> _SOURCE DOCUMENT_
------
- The Washington Times - Thursday, February 15, 2018

The country’s gone head-over-heels nuts on opioids, the drug of effectiveness for long-time pain sufferers.

As if cracking down on producers, distributors, insurers and sellers will cure the underlying roots of addiction — the psychological and emotional factors that lead to a practice of self-destruction.

The death stats are impressive, true. According to the Centers for Disease Control and Prevention, opioids were tied to 42,249 deaths in 2016, a stat that’s five times higher than the ODs recorded in 1999. West Virginia is the worst, followed by Ohio, New Hampshire, Pennsylvania and Kentucky. For comparison purposes, tobacco smoking was linked to 480,320 deaths between 2005 and 2009; alcohol, to 33,171 in 2015; and driving, to 40,200 in 2016. Even aspirin use carries a risk. More than 3,000 deaths were attributed to aspirin ingestion in the 2016-2017 time frame, researchers said, the Huffington Post reported.

But that doesn’t mean regulation from the feds is the way to go — the way to stop any of these deaths.

Strictly common-sense speaking: If regulation and law truly did their jobs, the country would be crime-free. After all, illegal drug use and distribution is already outlawed.

So what’s the predictable fallout from all this madcap politicized response to the admittedly sad opioid abuse?

Prepare for a blossoming black market for pain meds — a market that may or may not lead to more deaths — and one that will leave the truly chronic pain sufferer out in the cold, scrambling to obtain legally prescribed medications.

The scene will be this — heck, it already is in some parts of the county: A doctor’s prescription won’t guarantee a pharmacy’s honoring of a prescription. A pharmacy’s filling of a prescription won’t guarantee an insurer’s payment of a prescription. A doctor’s prescription, a pharmacy’s OK, and an insurance company’s consent to pay won’t guarantee the filling of the full prescription amount — meaning, the patient will receive, say, only seven of 30 prescribed pills along with a suggestion to return to the doctor to obtain further permission for additional pain pills.

This is not how America’s medical field is supposed to operate.

This is not what conservatives supposedly fought for when they ranted and screamed against government takeover of the free-market health care system — against Obamacare.

And here’s a somewhat scary thought for anyone who may face an accident or unexpected medical crisis in the future: Don’t even go to the hospital in any sort of pain and expect immediate or long-term relief. Staffers, nurses, medical providers and the like are routinely being trained to shy away from providing dosages of powerful pain meds, the kind that actually work, in favor of lesser amounts that may take the edge off, but leave the patient unable to sleep, or worse, chewing over some snarky and oh-so-lame suggestion of trying a mind-over-matter approach while being offered two ibuprofen in a Dixie cup.

Why?
------
> _DATASET ENTRIES_
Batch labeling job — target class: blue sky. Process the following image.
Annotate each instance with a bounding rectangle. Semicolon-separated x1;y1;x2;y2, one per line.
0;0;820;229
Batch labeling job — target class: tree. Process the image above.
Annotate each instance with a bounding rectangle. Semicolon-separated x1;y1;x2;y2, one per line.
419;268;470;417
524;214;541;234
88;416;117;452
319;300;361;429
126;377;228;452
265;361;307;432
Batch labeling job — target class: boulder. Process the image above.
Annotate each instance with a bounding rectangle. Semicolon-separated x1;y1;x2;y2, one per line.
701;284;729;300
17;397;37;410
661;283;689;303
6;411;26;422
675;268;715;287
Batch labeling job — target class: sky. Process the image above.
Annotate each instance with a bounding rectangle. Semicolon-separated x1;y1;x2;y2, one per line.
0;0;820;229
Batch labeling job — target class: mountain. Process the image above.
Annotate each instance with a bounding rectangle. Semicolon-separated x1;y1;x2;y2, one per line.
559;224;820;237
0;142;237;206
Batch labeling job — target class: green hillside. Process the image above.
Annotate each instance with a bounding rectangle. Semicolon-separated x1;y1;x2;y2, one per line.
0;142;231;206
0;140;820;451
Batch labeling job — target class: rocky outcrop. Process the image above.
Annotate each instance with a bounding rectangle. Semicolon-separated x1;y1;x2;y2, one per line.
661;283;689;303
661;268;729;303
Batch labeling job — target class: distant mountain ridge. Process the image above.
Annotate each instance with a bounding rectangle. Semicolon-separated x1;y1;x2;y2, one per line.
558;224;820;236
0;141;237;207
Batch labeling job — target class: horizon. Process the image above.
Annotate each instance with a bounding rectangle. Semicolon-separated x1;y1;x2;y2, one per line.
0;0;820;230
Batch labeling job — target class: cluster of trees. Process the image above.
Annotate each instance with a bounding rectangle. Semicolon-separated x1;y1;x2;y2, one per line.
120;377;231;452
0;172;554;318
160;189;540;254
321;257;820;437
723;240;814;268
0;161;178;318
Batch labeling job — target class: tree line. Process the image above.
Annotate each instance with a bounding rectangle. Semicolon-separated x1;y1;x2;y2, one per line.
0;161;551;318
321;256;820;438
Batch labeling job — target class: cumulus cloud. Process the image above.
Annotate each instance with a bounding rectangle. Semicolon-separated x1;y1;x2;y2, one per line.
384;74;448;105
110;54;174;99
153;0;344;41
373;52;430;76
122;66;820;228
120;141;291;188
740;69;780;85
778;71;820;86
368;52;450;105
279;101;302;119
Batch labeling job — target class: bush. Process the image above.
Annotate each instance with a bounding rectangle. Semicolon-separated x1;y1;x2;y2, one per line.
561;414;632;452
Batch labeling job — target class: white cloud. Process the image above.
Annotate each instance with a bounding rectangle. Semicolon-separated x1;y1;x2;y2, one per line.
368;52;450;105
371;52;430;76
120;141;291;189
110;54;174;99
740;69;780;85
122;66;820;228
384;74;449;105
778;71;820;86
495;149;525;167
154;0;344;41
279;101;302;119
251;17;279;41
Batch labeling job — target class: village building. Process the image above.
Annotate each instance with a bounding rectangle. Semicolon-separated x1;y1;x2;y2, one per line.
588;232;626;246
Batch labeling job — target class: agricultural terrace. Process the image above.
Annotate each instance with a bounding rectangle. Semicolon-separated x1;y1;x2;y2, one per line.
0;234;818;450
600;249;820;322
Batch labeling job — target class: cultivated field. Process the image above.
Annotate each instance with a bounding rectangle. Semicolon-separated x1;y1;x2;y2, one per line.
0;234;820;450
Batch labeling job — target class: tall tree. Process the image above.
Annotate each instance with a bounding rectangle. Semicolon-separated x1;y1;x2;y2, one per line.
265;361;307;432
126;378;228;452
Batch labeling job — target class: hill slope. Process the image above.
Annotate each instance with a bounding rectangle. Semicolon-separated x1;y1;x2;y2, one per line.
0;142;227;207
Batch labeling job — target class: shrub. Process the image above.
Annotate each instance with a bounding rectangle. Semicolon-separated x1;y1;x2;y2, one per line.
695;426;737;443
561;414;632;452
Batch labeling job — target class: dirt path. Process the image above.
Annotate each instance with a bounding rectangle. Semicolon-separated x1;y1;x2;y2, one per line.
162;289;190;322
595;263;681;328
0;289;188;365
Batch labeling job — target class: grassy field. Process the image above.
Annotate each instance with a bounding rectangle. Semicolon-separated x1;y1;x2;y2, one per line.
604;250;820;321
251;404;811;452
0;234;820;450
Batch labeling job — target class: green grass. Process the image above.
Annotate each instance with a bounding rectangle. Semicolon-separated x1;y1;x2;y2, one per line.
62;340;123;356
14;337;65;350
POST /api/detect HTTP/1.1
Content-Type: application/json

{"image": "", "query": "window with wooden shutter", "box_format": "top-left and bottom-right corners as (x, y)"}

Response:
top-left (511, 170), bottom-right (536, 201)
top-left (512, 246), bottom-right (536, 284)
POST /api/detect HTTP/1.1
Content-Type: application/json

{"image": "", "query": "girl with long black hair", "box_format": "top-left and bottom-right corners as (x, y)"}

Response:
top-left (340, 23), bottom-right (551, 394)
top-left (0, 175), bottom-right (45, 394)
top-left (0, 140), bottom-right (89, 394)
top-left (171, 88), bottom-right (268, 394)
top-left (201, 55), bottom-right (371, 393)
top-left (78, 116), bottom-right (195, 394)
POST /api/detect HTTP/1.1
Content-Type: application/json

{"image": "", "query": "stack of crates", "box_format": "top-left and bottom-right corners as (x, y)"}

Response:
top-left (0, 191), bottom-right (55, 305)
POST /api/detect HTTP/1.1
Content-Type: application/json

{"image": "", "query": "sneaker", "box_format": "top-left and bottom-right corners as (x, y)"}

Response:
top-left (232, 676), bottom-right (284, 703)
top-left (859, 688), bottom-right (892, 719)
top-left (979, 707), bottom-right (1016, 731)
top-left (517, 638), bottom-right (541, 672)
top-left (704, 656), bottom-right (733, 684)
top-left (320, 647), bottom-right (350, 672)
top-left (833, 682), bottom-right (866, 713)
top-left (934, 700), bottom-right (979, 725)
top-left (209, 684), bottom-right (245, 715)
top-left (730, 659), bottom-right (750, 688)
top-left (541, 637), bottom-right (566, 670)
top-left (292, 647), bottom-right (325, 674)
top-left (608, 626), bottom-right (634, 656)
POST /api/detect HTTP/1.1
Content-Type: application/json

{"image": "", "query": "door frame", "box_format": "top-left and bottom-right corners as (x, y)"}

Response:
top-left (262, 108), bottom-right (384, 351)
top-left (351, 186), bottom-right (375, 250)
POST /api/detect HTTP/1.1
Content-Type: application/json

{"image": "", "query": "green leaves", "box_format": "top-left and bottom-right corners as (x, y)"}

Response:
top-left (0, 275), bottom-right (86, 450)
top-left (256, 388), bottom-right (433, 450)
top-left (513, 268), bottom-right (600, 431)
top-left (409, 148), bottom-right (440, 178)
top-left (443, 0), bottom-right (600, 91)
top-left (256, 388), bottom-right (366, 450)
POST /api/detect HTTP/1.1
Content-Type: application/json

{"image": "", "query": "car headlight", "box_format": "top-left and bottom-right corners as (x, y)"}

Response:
------
> _WHAT THIS EXERCISE ASKS_
1. Rewrite the opinion piece on opioid regulation between "This is not how" and "system — against Obamacare.", inclusive, replacing "Obamacare" with "the Affordable Care Act".
2. Write what comes next in the opinion piece on opioid regulation, picking up after its last line.

> _RESPONSES BY ITEM NUMBER_
1.
This is not how America’s medical field is supposed to operate.

This is not what conservatives supposedly fought for when they ranted and screamed against government takeover of the free-market health care system — against the Affordable Care Act.

2.
Hospital administrators don’t want to be sued. They don’t want to lose insurance business. They don’t want to bring down the heavy breathing of the federal overseers — federal overseers who, removed as they are from the realities of chronic-pain sufferers, are focusing only on reducing the death toll before the next press conference. And how do they do that?

They regulate. It’s the Political Disease.

They say things like this, from Attorney General Jeff Sessions, in a speech at the U.S. Attorney’s Office in Tampa: “I am operating on the assumption that this country prescribes too many opioids. I mean, people need to take some aspirin sometimes and tough it out a little. That’s what Gen. [John] Kelly — you know, he’s a Marine — [he] had surgery on his hands, painful surgery, [and he said], ’I’m not taking any drugs.’ It did hurt, though. It did hurt. A lot of people — you can get through these things.

That may be.

But it’s really not for the federal government to decide.

That’s a discussion and decision best left between the patient and doctor. Republicans used to believe this.

Moreover, if the federal government really wants to fight the opioid death rate, how about taking action that actually addresses the root of illegal drug use?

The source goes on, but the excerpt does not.